# Exercise inputs start

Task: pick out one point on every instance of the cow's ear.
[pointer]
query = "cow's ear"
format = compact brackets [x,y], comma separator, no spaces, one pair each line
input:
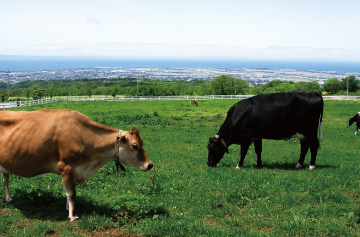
[121,140]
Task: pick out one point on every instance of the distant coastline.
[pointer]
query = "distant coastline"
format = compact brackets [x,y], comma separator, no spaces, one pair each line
[18,64]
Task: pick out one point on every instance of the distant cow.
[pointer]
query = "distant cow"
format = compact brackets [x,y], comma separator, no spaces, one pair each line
[194,102]
[64,142]
[270,116]
[355,119]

# Exercise inputs end

## Problem to work on
Pictures in the records above are not copied; print everything else exactly.

## Problem solution
Task: pick out one point on every instance of the cow's ear.
[pointer]
query = "cow's ear"
format = compact brackets [x,y], comma separator, no spaces, one pair each line
input:
[121,140]
Task: pick out one point on every instance of the distant coastline.
[pointer]
query = "distant coastline"
format = compact brackets [x,y], comma separator, no spaces, one pair each line
[18,64]
Task: pick out one point on every instance of the distant cow.
[pointer]
query = "distant cow"
format = compact brackets [x,y], comma separator, no spaces, one pair each line
[194,102]
[64,142]
[270,116]
[355,119]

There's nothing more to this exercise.